(Natural-language object grounding data)
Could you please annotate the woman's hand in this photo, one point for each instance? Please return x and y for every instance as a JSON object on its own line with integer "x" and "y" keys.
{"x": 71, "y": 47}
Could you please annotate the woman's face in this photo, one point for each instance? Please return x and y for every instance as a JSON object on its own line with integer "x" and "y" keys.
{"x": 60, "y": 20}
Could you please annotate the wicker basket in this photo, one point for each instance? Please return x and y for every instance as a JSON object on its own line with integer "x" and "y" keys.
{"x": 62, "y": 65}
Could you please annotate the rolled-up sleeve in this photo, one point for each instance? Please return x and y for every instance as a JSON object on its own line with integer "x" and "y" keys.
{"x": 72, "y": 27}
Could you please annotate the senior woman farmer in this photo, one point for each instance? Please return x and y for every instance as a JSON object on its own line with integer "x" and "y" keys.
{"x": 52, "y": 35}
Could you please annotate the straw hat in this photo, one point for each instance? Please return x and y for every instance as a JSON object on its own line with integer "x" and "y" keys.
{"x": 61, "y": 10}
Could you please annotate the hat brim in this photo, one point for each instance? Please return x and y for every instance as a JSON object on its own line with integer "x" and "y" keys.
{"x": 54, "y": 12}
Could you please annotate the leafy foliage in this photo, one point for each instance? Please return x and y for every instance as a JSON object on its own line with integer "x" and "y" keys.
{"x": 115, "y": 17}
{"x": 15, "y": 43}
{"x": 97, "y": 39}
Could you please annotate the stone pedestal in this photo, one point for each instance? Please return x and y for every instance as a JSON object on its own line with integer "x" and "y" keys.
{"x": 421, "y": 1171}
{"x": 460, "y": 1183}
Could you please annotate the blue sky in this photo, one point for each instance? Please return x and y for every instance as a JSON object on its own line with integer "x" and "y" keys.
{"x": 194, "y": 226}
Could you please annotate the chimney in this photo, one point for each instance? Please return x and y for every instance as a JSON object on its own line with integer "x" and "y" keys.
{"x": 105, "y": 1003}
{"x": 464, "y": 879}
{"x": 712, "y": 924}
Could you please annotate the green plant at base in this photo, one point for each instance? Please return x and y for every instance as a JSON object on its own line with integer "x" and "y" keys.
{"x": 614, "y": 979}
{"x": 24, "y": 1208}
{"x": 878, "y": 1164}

- _WORK INSTRUCTIONS_: Reproduce every entry exactly, with nothing added or dropped.

- _THE COMPLETED TASK_:
Could you please annotate the woman's hand in this photo, one point for each instance? Please return x and y for every instance as a JSON object on its own line with integer "x" and "y" keys.
{"x": 71, "y": 47}
Could you please annotate the woman's face in this photo, one point for each instance? Please return x and y for every instance as a JSON object on its own line with integer "x" and "y" keys.
{"x": 60, "y": 20}
Could you please annotate the wicker basket in this photo, one point for each instance? Please return x and y for every instance as a JSON object on its own line with integer "x" and "y" keys.
{"x": 62, "y": 65}
Could you please annotate the rolled-up sleeve in this photo, one point for each instance? Please return x and y for every instance as a JSON object on its own line with integer "x" and "y" keys.
{"x": 72, "y": 27}
Could you please annotate the senior woman farmer in this photo, one point for each instance? Please return x and y for every instance as a JSON object on its own line with integer "x" and "y" keys.
{"x": 52, "y": 35}
Could you please annotate the straw hat in this photo, one point for each instance? Please return x and y for every instance as a JSON object on its own line with integer "x" and "y" keys.
{"x": 61, "y": 10}
Could you please annotate the hat brim in this photo, one point for each instance? Please return x and y for every instance as a JSON object on its own line with integer "x" and "y" keys.
{"x": 54, "y": 12}
Could you please annotate the leafy foliage in this photo, one point for each instance? Please return x and y for every instance as a JSON object on its own line with integer "x" and "y" keys.
{"x": 115, "y": 17}
{"x": 15, "y": 43}
{"x": 97, "y": 39}
Could you please annotate the stone pedestal in this photo, one point for each instance? Please return x and y for every instance as a JSON object on its own line with integer "x" and "y" keys.
{"x": 421, "y": 1171}
{"x": 460, "y": 1183}
Could you please annotate the blue sky in this photo, one point for each instance? Please return x and y for every instance as a JSON object on its own line with integer "x" and "y" keys.
{"x": 194, "y": 226}
Could you please annotate the chimney in this photo, one point for each instance? Please return x and y for every instance as a JSON object on its own line with integer "x" and "y" keys.
{"x": 105, "y": 1003}
{"x": 464, "y": 879}
{"x": 712, "y": 924}
Could you please annotate the green plant at base in this photo, one point for each instance? Please return x and y for every instance as a JSON object on its own line with integer "x" and "y" keys.
{"x": 614, "y": 979}
{"x": 24, "y": 1208}
{"x": 878, "y": 1164}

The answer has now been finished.